As protesters across the country call for the fast-food chains to raise their wages, a number of companies have begun experimenting with new technology that could significantly reduce the number of restaurant workers in the years to come.
Restaurant industry backers warn that a sharp rise in wages would be counterproductive, increasing the appeal of automation and putting more workers at risk of job loss.
"Faced with a $15 wage mandate, restaurants have to reduce the cost of service," blared an ad in The Wall Street Journal last year from the Employment Policies Institute, which supports corporate interests. "That means fewer entry-level jobs and more automated alternatives -- even in the kitchen."
Other industry observers aren't so definitive, noting that it takes time to introduce new technology and that human interaction has always been a major component of the hospitality business. What's clear at least is that software and machines will play an increased role in our dining experiences going forward.

EXCERPTED RECORDS:

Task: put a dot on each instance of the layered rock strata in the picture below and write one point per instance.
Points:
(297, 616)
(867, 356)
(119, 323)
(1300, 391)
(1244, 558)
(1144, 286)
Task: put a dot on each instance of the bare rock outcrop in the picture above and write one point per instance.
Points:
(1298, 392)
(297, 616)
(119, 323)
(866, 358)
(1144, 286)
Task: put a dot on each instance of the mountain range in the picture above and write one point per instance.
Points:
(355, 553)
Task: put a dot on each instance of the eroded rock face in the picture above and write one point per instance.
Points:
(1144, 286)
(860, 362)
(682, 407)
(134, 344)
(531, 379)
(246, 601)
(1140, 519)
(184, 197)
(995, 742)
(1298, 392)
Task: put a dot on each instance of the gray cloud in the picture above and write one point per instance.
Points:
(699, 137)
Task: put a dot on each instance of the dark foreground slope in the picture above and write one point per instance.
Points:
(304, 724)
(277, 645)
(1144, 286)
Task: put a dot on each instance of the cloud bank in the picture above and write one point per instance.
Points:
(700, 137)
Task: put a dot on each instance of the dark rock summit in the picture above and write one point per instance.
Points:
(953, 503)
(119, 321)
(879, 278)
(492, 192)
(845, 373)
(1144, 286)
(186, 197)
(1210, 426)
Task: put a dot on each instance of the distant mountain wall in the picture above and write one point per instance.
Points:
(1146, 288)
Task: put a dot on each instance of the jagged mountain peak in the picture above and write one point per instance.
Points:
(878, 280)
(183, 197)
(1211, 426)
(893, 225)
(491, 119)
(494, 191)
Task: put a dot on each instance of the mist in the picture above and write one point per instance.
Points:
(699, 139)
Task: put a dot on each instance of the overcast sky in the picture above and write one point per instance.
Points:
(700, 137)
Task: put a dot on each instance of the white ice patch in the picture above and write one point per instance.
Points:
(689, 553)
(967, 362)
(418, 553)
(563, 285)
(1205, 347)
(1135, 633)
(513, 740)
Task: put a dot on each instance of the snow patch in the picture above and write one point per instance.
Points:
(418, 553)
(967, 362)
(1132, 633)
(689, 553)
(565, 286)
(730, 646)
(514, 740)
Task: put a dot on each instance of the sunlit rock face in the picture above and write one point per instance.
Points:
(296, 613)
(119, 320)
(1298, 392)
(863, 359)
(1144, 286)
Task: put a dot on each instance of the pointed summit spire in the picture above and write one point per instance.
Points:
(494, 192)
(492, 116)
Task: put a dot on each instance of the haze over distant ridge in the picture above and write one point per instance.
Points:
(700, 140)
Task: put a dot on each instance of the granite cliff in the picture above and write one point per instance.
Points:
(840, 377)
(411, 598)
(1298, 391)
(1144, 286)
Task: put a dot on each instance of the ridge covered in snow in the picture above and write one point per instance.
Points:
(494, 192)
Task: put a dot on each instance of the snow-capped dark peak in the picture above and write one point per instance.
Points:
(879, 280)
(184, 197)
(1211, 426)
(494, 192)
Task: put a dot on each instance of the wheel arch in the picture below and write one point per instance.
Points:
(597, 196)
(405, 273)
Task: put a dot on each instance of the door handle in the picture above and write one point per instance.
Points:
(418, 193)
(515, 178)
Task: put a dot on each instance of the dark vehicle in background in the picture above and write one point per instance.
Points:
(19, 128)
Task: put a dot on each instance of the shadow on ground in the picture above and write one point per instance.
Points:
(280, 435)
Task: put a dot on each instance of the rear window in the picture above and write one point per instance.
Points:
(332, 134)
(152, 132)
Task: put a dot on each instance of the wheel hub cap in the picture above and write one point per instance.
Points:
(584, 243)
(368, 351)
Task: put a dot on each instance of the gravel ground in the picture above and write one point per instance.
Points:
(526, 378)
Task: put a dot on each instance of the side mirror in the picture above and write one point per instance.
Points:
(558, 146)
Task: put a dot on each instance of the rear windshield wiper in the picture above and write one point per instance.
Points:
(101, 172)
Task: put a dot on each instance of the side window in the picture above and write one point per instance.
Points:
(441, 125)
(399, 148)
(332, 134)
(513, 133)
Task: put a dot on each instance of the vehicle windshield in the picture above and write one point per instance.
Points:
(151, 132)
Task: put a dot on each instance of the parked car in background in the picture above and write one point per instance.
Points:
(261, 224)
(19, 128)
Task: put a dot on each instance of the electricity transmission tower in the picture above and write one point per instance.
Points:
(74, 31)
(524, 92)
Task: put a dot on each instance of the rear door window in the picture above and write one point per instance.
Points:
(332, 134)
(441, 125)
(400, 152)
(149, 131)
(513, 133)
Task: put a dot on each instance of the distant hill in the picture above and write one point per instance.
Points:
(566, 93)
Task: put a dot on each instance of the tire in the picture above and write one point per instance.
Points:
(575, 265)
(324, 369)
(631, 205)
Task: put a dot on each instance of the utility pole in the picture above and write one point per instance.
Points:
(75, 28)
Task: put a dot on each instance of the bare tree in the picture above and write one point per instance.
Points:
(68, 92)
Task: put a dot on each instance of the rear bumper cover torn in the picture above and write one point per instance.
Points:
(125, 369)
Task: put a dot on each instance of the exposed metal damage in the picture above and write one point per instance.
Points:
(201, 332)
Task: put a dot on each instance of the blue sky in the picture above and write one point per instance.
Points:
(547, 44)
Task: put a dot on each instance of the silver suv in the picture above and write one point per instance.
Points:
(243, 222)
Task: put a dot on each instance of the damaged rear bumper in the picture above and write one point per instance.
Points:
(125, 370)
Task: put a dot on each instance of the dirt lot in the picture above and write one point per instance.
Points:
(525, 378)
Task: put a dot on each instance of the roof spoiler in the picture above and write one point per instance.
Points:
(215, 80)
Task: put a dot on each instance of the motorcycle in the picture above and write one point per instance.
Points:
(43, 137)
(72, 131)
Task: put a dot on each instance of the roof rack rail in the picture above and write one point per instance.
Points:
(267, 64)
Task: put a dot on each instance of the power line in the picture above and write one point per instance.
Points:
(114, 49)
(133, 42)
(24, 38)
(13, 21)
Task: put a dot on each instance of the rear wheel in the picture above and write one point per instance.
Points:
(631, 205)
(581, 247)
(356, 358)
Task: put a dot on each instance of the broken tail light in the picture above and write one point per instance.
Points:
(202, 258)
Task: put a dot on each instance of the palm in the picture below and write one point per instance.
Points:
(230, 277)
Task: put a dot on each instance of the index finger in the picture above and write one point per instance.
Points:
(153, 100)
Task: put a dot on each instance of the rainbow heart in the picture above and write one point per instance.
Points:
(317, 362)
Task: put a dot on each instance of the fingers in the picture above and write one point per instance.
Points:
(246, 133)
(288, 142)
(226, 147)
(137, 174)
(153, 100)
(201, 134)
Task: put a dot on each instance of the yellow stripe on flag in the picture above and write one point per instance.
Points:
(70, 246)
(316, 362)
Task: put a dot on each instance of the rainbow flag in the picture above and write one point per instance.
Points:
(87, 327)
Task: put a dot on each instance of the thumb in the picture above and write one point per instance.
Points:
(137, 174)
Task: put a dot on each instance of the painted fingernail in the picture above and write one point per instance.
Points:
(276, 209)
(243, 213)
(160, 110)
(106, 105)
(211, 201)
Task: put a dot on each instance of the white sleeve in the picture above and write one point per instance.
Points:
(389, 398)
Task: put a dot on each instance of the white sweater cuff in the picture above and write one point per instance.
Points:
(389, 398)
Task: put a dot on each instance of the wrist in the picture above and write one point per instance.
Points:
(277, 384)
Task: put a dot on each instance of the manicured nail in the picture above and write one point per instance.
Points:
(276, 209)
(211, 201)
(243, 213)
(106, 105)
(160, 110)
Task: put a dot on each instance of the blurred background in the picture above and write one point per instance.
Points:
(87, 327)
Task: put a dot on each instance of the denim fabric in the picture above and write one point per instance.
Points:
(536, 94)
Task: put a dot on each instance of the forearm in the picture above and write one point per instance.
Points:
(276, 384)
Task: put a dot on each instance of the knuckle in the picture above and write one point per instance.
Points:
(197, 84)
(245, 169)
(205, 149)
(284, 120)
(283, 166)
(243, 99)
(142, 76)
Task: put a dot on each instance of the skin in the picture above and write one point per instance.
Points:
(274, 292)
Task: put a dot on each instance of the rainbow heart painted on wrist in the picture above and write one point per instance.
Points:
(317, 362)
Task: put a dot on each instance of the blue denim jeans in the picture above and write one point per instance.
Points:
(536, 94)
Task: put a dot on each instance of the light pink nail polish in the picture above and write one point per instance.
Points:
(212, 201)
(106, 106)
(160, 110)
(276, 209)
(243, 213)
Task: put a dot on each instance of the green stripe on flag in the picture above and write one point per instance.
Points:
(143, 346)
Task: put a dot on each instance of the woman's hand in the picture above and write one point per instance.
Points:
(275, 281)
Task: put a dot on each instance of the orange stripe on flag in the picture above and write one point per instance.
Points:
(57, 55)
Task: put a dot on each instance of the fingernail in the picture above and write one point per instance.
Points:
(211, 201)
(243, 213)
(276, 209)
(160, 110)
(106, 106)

TASKS TO PERFORM:
1. In the passage on fast-food wages and automation, which organization placed the ad in The Wall Street Journal?
2. From the passage on fast-food wages and automation, list every outcome that the quoted Wall Street Journal ad attributes to a $15 wage mandate.
3. Write a continuation of the passage on fast-food wages and automation, starting after its last sentence.

EXERCISE ANSWERS:
1. The Employment Policies Institute.

2.
- Restaurants have to reduce the cost of service.
- There are fewer entry-level jobs.
- There are more automated alternatives, even in the kitchen.

3.
Panera Bread is the latest chain to introduce automated service, announcing last month that it plans to bring self-service ordering kiosks as well as a mobile ordering option to all its locations within the next three years. The news follows moves from Chili's and Applebee's to place tablets on their tables, allowing diners to order and pay without interacting with human wait staff at all.
Panera, which spent $42 million developing its new system, claims it isn't planning any job cuts as a result of the technology, but some analysts see this kind of shift as unavoidable for the industry.
In a widely cited paper released last year, University of Oxford researchers estimated that there is a 92% chance that fast-food preparation and serving will be automated in the coming decades.
Delivery drivers could be replaced en masse by self-driving cars, which are likely to hit the market within a decade or two, or even drones.